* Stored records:
--- --- ---

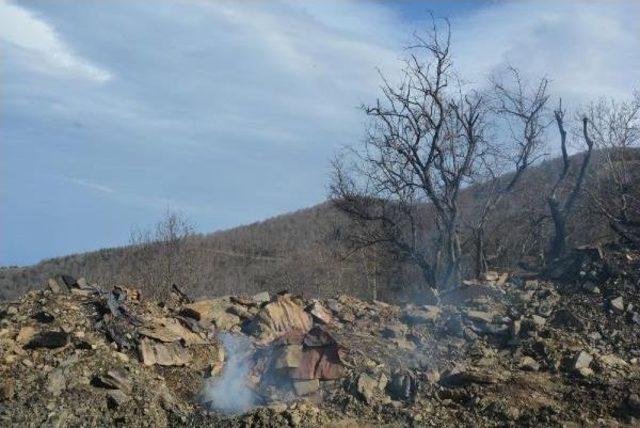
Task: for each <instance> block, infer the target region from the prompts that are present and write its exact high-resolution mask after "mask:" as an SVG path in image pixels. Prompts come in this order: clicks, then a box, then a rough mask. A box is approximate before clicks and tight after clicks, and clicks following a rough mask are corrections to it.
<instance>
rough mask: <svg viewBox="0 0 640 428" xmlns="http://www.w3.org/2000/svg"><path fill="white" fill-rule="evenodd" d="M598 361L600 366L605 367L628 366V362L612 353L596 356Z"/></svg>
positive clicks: (621, 367) (619, 366)
mask: <svg viewBox="0 0 640 428" xmlns="http://www.w3.org/2000/svg"><path fill="white" fill-rule="evenodd" d="M598 361H599V362H600V364H601V365H602V366H604V367H607V368H617V369H624V368H627V367H628V366H629V364H628V363H627V362H626V361H625V360H623V359H622V358H620V357H618V356H616V355H614V354H605V355H601V356H600V357H598Z"/></svg>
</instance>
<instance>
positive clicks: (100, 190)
mask: <svg viewBox="0 0 640 428" xmlns="http://www.w3.org/2000/svg"><path fill="white" fill-rule="evenodd" d="M68 180H69V181H71V182H73V183H75V184H77V185H78V186H82V187H84V188H87V189H89V190H93V191H96V192H100V193H107V194H111V193H115V192H116V191H115V189H113V188H112V187H110V186H106V185H104V184H99V183H95V182H93V181H91V180H87V179H84V178H68Z"/></svg>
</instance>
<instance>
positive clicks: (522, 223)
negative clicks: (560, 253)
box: [0, 152, 640, 300]
mask: <svg viewBox="0 0 640 428" xmlns="http://www.w3.org/2000/svg"><path fill="white" fill-rule="evenodd" d="M636 154H638V152H636ZM580 156H581V155H576V156H574V157H573V160H574V162H573V163H574V164H575V163H577V160H578V159H579V157H580ZM594 158H595V159H594V160H593V162H592V169H594V170H595V169H597V168H598V165H599V162H600V161H599V157H598V153H596V155H595V156H594ZM638 160H640V155H638V157H637V158H636V161H638ZM559 166H560V161H559V159H552V160H550V161H546V162H544V163H542V164H540V165H538V166H536V167H535V168H532V169H530V170H529V171H527V173H526V174H525V176H524V177H523V179H522V180H521V182H520V184H519V185H518V187H517V188H516V189H515V190H514V191H513V192H512V193H511V194H509V195H508V196H507V197H506V198H504V199H503V201H502V202H501V204H500V205H499V206H498V207H497V209H496V212H495V215H494V216H493V218H492V220H491V221H490V223H489V225H488V227H487V234H486V236H487V248H488V250H489V251H488V252H489V254H490V255H492V260H491V263H492V264H493V265H494V266H496V267H510V268H512V267H515V266H517V265H518V263H520V262H522V261H523V260H524V261H528V262H530V261H532V260H533V261H535V259H536V257H537V256H538V255H539V254H540V253H541V252H543V251H544V250H545V247H546V245H547V242H544V241H541V240H540V237H541V236H542V237H544V236H548V232H549V230H550V227H551V224H550V220H549V218H548V212H547V206H546V201H545V200H544V197H542V196H541V195H544V194H546V193H547V192H548V189H549V188H550V186H551V183H552V182H553V180H554V179H555V177H556V175H557V173H558V170H559ZM506 178H507V177H505V179H506ZM589 186H590V184H589V183H588V182H587V184H586V186H585V187H586V188H589ZM638 187H639V186H636V188H638ZM483 192H484V187H483V186H482V185H478V186H474V187H470V188H467V189H466V190H464V192H463V194H462V195H461V207H462V212H463V219H462V225H463V228H464V226H465V225H466V224H468V223H469V222H470V220H472V216H473V215H474V214H475V212H476V211H477V210H478V206H479V204H481V203H482V201H483V197H484V196H483V194H484V193H483ZM583 199H584V196H583ZM579 205H580V204H579ZM429 219H430V216H429V207H428V206H427V207H425V210H424V221H425V222H426V223H427V224H429V221H430V220H429ZM349 225H350V224H349V221H348V219H347V218H346V217H345V216H344V215H343V214H341V213H340V212H338V211H337V210H336V209H335V208H334V207H333V206H332V205H331V203H330V202H325V203H323V204H320V205H317V206H314V207H311V208H307V209H303V210H299V211H296V212H292V213H288V214H284V215H280V216H277V217H274V218H271V219H268V220H265V221H262V222H258V223H254V224H250V225H246V226H241V227H237V228H234V229H230V230H227V231H222V232H217V233H213V234H207V235H196V236H193V237H191V238H189V240H188V242H187V243H186V245H185V248H186V249H185V251H184V254H183V257H182V259H181V260H180V261H179V264H180V266H181V268H182V269H183V270H184V272H183V274H184V275H183V278H184V279H183V280H180V281H179V282H180V284H179V285H180V286H181V287H182V289H184V290H185V291H186V292H187V293H188V294H189V295H192V296H195V297H205V296H220V295H225V294H230V293H254V292H257V291H260V290H269V291H273V292H275V291H279V290H281V289H288V290H290V291H291V292H294V293H305V294H308V295H316V296H330V295H334V294H335V293H336V292H349V293H350V294H352V295H355V296H358V297H361V298H370V297H371V288H372V285H373V284H374V283H375V284H377V286H378V288H379V291H378V296H379V298H382V299H386V300H393V299H397V298H402V296H404V298H406V297H407V296H409V295H410V294H411V290H412V287H413V284H414V283H415V282H416V273H415V272H413V271H412V270H411V268H410V267H409V268H407V267H406V266H403V265H402V264H399V263H396V260H394V259H393V258H389V257H387V256H386V255H380V254H378V253H375V252H373V251H370V252H367V253H355V254H350V255H349V257H346V256H347V255H348V254H349V248H348V246H347V244H346V243H345V242H344V239H343V236H344V232H345V230H347V228H348V227H349ZM568 226H569V238H570V243H571V244H572V245H584V244H592V243H595V242H602V241H606V240H610V239H611V238H612V234H611V232H610V231H609V229H608V227H607V225H606V223H605V222H603V221H601V219H600V218H599V217H598V216H597V214H596V213H593V212H590V211H588V208H587V207H586V206H585V205H584V204H583V206H579V207H578V209H577V210H576V213H575V215H573V217H572V218H571V219H570V222H569V225H568ZM427 227H429V226H427ZM467 232H468V231H466V230H465V229H463V234H464V233H467ZM464 244H465V243H463V245H464ZM468 245H469V244H467V246H468ZM156 256H157V257H156ZM159 257H160V256H159V255H156V254H153V253H152V254H149V253H143V251H142V250H141V249H140V248H136V247H123V248H112V249H104V250H100V251H95V252H90V253H85V254H75V255H70V256H65V257H59V258H54V259H49V260H44V261H42V262H40V263H38V264H36V265H34V266H28V267H20V268H3V269H2V270H0V299H12V298H15V297H17V296H18V295H20V294H22V293H24V292H25V291H27V290H32V289H37V288H40V287H41V286H42V284H44V283H45V281H46V279H47V278H48V277H51V276H53V275H57V274H70V275H73V276H75V277H86V278H91V279H92V280H94V281H97V282H98V283H100V284H104V285H107V286H112V285H118V284H123V285H132V286H136V287H138V288H140V289H142V290H143V292H149V291H152V292H155V291H156V290H150V285H149V284H147V283H145V282H148V281H146V279H145V278H146V277H145V276H144V273H145V271H150V270H153V269H154V268H155V267H157V265H159V264H160V263H161V260H160V259H159ZM373 262H375V263H373ZM372 266H373V268H372ZM467 276H468V275H467ZM165 291H167V292H168V286H167V289H166V290H165ZM400 291H401V293H400Z"/></svg>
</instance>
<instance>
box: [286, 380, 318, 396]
mask: <svg viewBox="0 0 640 428" xmlns="http://www.w3.org/2000/svg"><path fill="white" fill-rule="evenodd" d="M293 389H294V391H295V392H296V394H297V395H309V394H313V393H314V392H316V391H317V390H319V389H320V381H319V380H318V379H311V380H294V381H293Z"/></svg>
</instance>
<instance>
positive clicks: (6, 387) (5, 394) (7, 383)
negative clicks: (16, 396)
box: [0, 377, 16, 401]
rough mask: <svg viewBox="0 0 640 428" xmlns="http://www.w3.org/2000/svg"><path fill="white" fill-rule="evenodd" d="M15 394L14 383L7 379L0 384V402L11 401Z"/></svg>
mask: <svg viewBox="0 0 640 428" xmlns="http://www.w3.org/2000/svg"><path fill="white" fill-rule="evenodd" d="M15 392H16V381H15V380H14V379H13V378H10V377H7V378H5V379H3V380H2V382H0V401H8V400H11V399H13V396H14V395H15Z"/></svg>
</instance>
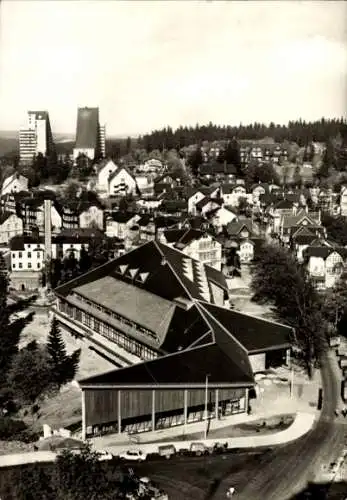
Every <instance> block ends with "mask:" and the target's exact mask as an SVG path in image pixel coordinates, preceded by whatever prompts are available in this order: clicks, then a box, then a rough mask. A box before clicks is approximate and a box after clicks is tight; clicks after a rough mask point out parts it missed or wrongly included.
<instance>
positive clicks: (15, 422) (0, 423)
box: [0, 417, 27, 441]
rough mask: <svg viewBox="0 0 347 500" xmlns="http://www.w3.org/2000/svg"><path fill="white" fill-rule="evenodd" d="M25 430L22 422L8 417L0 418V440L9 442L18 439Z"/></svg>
mask: <svg viewBox="0 0 347 500" xmlns="http://www.w3.org/2000/svg"><path fill="white" fill-rule="evenodd" d="M26 430H27V425H26V424H25V422H23V420H15V419H13V418H10V417H0V439H2V440H4V441H10V440H14V439H18V438H19V436H20V435H21V434H22V433H23V432H24V431H26Z"/></svg>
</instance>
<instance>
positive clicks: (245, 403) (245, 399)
mask: <svg viewBox="0 0 347 500" xmlns="http://www.w3.org/2000/svg"><path fill="white" fill-rule="evenodd" d="M248 404H249V389H248V387H247V388H246V392H245V412H246V413H248Z"/></svg>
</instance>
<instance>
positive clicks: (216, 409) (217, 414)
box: [215, 389, 219, 420]
mask: <svg viewBox="0 0 347 500" xmlns="http://www.w3.org/2000/svg"><path fill="white" fill-rule="evenodd" d="M215 412H216V419H217V420H218V418H219V390H218V389H216V390H215Z"/></svg>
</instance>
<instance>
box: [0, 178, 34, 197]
mask: <svg viewBox="0 0 347 500" xmlns="http://www.w3.org/2000/svg"><path fill="white" fill-rule="evenodd" d="M28 184H29V181H28V179H27V177H24V175H21V174H19V173H17V172H16V173H14V174H12V175H10V176H9V177H6V179H5V180H4V182H3V184H2V187H1V196H5V195H6V194H13V193H19V192H20V191H27V190H28Z"/></svg>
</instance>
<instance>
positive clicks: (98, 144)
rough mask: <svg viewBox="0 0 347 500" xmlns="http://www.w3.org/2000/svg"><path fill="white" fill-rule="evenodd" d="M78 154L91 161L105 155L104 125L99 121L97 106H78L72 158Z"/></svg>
mask: <svg viewBox="0 0 347 500" xmlns="http://www.w3.org/2000/svg"><path fill="white" fill-rule="evenodd" d="M80 155H85V156H86V157H87V158H89V159H90V160H92V161H93V160H96V159H99V158H102V157H103V156H104V155H105V127H103V126H101V125H100V122H99V108H88V107H85V108H78V111H77V128H76V143H75V147H74V150H73V158H74V160H75V161H76V159H77V158H78V156H80Z"/></svg>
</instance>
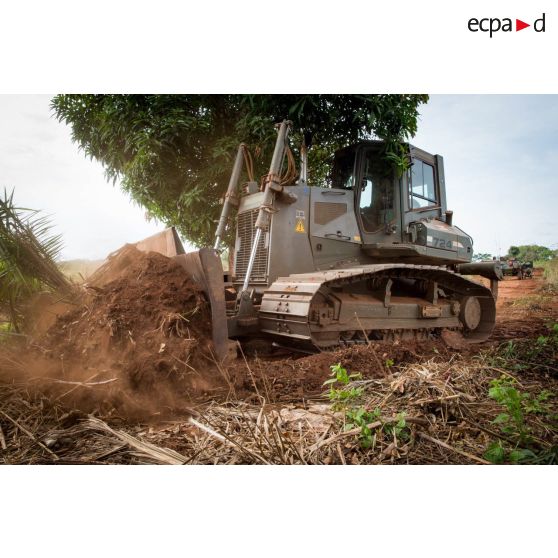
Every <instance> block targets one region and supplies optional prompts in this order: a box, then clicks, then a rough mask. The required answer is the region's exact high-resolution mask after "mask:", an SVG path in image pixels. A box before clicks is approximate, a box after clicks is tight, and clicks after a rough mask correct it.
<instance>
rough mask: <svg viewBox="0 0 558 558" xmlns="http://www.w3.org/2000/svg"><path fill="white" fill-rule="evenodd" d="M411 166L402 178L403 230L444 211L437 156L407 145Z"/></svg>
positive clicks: (404, 174) (445, 203) (440, 163)
mask: <svg viewBox="0 0 558 558" xmlns="http://www.w3.org/2000/svg"><path fill="white" fill-rule="evenodd" d="M410 156H411V167H410V168H409V169H408V170H407V171H406V173H405V174H404V176H403V177H402V186H403V188H402V208H403V214H404V218H403V228H404V229H405V228H406V227H407V226H408V225H409V224H410V223H413V222H416V221H421V220H425V219H429V218H433V219H441V218H442V214H443V213H445V211H446V198H445V184H444V166H443V159H442V157H441V156H440V155H431V154H430V153H427V152H426V151H423V150H422V149H418V148H416V147H413V146H410Z"/></svg>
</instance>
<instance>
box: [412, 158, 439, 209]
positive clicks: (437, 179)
mask: <svg viewBox="0 0 558 558" xmlns="http://www.w3.org/2000/svg"><path fill="white" fill-rule="evenodd" d="M416 162H420V163H421V166H423V165H428V166H429V167H431V168H432V179H433V181H434V184H433V186H434V196H435V199H434V200H433V199H430V198H428V197H426V196H423V195H420V194H416V193H414V192H413V166H414V164H415V163H416ZM423 168H424V167H423ZM423 176H424V171H423ZM423 185H424V179H423ZM423 191H424V190H423ZM413 198H418V199H421V200H424V201H426V202H428V205H425V206H424V207H413ZM407 200H408V204H409V211H417V212H421V211H431V210H433V209H439V208H440V207H441V204H442V202H441V198H440V188H439V184H438V170H437V168H436V164H435V163H434V162H431V161H425V160H424V159H421V158H420V157H417V156H414V157H413V164H412V165H411V167H410V168H409V170H408V180H407Z"/></svg>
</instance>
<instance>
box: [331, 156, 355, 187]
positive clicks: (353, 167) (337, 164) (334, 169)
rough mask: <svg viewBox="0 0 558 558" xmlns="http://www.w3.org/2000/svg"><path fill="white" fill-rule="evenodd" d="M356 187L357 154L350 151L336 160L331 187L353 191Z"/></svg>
mask: <svg viewBox="0 0 558 558" xmlns="http://www.w3.org/2000/svg"><path fill="white" fill-rule="evenodd" d="M354 185H355V152H354V151H348V152H346V153H343V154H341V155H338V156H337V157H336V158H335V161H334V163H333V170H332V173H331V187H332V188H340V189H343V190H352V189H353V188H354Z"/></svg>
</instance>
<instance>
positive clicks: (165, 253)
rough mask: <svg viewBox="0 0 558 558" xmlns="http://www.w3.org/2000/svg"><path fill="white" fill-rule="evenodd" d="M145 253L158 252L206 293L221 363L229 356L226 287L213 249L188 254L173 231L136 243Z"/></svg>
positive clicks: (218, 263) (216, 345) (137, 248)
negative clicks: (225, 300) (227, 325)
mask: <svg viewBox="0 0 558 558" xmlns="http://www.w3.org/2000/svg"><path fill="white" fill-rule="evenodd" d="M135 246H136V248H137V249H138V250H141V251H142V252H159V254H163V256H167V257H168V258H172V259H173V260H175V261H176V262H177V263H178V264H180V265H181V266H182V267H183V268H184V269H185V270H186V271H187V272H188V274H189V275H190V276H191V277H192V279H193V280H194V282H195V283H196V284H197V285H198V286H199V287H200V288H201V289H202V290H203V291H204V293H205V294H206V296H207V298H208V300H209V303H210V305H211V327H212V334H213V346H214V348H215V356H216V357H217V359H219V360H220V361H222V360H223V359H224V358H225V357H226V356H227V352H228V328H227V312H226V305H225V285H224V274H223V265H222V264H221V259H220V258H219V256H218V255H217V253H216V252H215V250H213V249H211V248H202V249H201V250H199V251H197V252H189V253H188V254H186V253H185V250H184V247H183V246H182V242H181V241H180V238H179V236H178V234H177V232H176V230H175V228H174V227H170V228H168V229H165V230H164V231H163V232H160V233H157V234H154V235H153V236H150V237H148V238H145V239H143V240H140V241H139V242H138V243H136V245H135Z"/></svg>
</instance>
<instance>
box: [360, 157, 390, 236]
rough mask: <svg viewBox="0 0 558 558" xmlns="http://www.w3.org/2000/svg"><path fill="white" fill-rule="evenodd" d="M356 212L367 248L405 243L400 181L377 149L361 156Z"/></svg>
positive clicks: (361, 230)
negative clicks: (399, 192) (373, 246)
mask: <svg viewBox="0 0 558 558" xmlns="http://www.w3.org/2000/svg"><path fill="white" fill-rule="evenodd" d="M356 177H357V188H356V189H355V209H356V216H357V221H358V223H359V228H360V231H361V236H362V242H363V244H383V243H390V244H391V243H394V242H400V241H401V212H400V211H399V208H400V195H399V187H398V182H399V180H398V179H397V178H396V177H395V174H394V171H393V170H392V169H391V167H390V166H389V165H388V164H387V163H386V161H385V159H384V158H383V157H382V154H381V153H380V151H379V148H378V147H377V146H362V147H361V148H360V149H359V150H358V154H357V172H356Z"/></svg>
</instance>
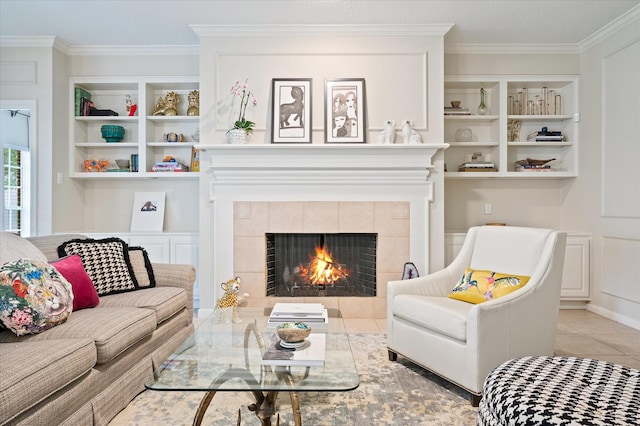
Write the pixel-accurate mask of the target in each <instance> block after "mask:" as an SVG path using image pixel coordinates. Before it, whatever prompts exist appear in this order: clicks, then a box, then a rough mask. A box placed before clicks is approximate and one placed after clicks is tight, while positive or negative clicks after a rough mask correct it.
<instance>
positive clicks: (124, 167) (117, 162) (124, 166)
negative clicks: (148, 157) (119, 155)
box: [116, 159, 131, 171]
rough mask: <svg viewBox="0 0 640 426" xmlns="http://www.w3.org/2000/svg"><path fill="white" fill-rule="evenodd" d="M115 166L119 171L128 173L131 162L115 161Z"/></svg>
mask: <svg viewBox="0 0 640 426" xmlns="http://www.w3.org/2000/svg"><path fill="white" fill-rule="evenodd" d="M116 164H117V165H118V168H119V169H120V170H126V171H129V166H130V165H131V161H130V160H125V159H121V160H116Z"/></svg>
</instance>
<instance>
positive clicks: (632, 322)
mask: <svg viewBox="0 0 640 426" xmlns="http://www.w3.org/2000/svg"><path fill="white" fill-rule="evenodd" d="M587 311H590V312H593V313H594V314H598V315H600V316H603V317H605V318H609V319H611V320H614V321H617V322H619V323H620V324H624V325H626V326H629V327H632V328H635V329H636V330H640V321H638V320H635V319H633V318H629V317H628V316H626V315H620V314H619V313H617V312H613V311H610V310H609V309H605V308H603V307H601V306H596V305H593V304H592V303H590V304H588V305H587Z"/></svg>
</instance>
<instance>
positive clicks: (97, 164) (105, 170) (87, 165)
mask: <svg viewBox="0 0 640 426" xmlns="http://www.w3.org/2000/svg"><path fill="white" fill-rule="evenodd" d="M110 165H111V163H109V162H108V161H107V160H97V159H95V158H89V159H87V160H84V162H83V166H84V171H85V172H92V171H94V170H95V171H96V172H104V171H106V170H107V167H109V166H110Z"/></svg>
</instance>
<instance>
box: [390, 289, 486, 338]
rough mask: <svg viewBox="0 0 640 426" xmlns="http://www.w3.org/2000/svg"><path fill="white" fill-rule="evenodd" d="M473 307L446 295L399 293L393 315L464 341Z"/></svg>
mask: <svg viewBox="0 0 640 426" xmlns="http://www.w3.org/2000/svg"><path fill="white" fill-rule="evenodd" d="M472 307H473V305H471V304H469V303H461V302H459V301H457V300H453V299H448V298H446V297H434V296H417V295H410V294H399V295H398V296H396V297H395V303H394V306H393V315H394V317H396V318H399V319H403V320H405V321H408V322H410V323H413V324H415V325H416V326H418V327H421V328H426V329H429V330H433V331H435V332H437V333H440V334H444V335H446V336H449V337H451V338H453V339H456V340H460V341H462V342H464V341H466V340H467V319H468V317H469V310H470V309H471V308H472Z"/></svg>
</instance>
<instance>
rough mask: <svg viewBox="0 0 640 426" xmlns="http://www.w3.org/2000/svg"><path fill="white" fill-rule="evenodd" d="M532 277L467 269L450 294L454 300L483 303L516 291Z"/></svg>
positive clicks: (452, 298)
mask: <svg viewBox="0 0 640 426" xmlns="http://www.w3.org/2000/svg"><path fill="white" fill-rule="evenodd" d="M529 278H530V277H526V276H524V275H510V274H503V273H500V272H492V271H483V270H474V269H471V268H467V270H466V271H464V275H462V278H461V279H460V281H459V282H458V284H456V286H455V287H454V288H453V290H451V293H449V297H450V298H452V299H458V300H462V301H463V302H469V303H474V304H477V303H482V302H487V301H489V300H493V299H497V298H498V297H502V296H506V295H507V294H509V293H511V292H513V291H516V290H517V289H519V288H520V287H523V286H524V285H525V284H526V283H527V282H528V281H529Z"/></svg>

--- --- ---

* EXERCISE DESCRIPTION:
Repeat exactly and only the lines from the start of the data above through the line that holds "negative clicks: (560, 253)", inclusive. Pictures do not belong in the copy.

* SOLUTION TO THIS EXERCISE:
Task: for each <instance> block, infer the target region from the prompts that are present and write its exact high-resolution mask after "mask:" as an SVG path in image pixels. Prompts come in this order: clicks, then a box, then a rough mask. A box is approximate before clicks and tight after clicks, and clicks following a rough mask are corrections to it.
<instance>
rough mask: <svg viewBox="0 0 640 428" xmlns="http://www.w3.org/2000/svg"><path fill="white" fill-rule="evenodd" d="M598 361L600 366L605 367L628 366V362L612 353L596 356Z"/></svg>
positive clicks: (621, 367) (619, 366)
mask: <svg viewBox="0 0 640 428" xmlns="http://www.w3.org/2000/svg"><path fill="white" fill-rule="evenodd" d="M598 361H599V362H600V364H601V365H602V366H604V367H607V368H617V369H624V368H627V367H628V366H629V364H628V363H627V362H626V361H625V360H623V359H622V358H620V357H618V356H616V355H614V354H605V355H601V356H600V357H598Z"/></svg>
</instance>
<instance>
positive clicks: (100, 190)
mask: <svg viewBox="0 0 640 428" xmlns="http://www.w3.org/2000/svg"><path fill="white" fill-rule="evenodd" d="M68 180H69V181H71V182H73V183H75V184H77V185H78V186H82V187H84V188H87V189H89V190H93V191H96V192H100V193H107V194H111V193H115V192H116V191H115V189H113V188H112V187H110V186H106V185H104V184H99V183H95V182H93V181H91V180H87V179H84V178H68Z"/></svg>
</instance>
<instance>
positive clicks: (522, 223)
negative clicks: (560, 253)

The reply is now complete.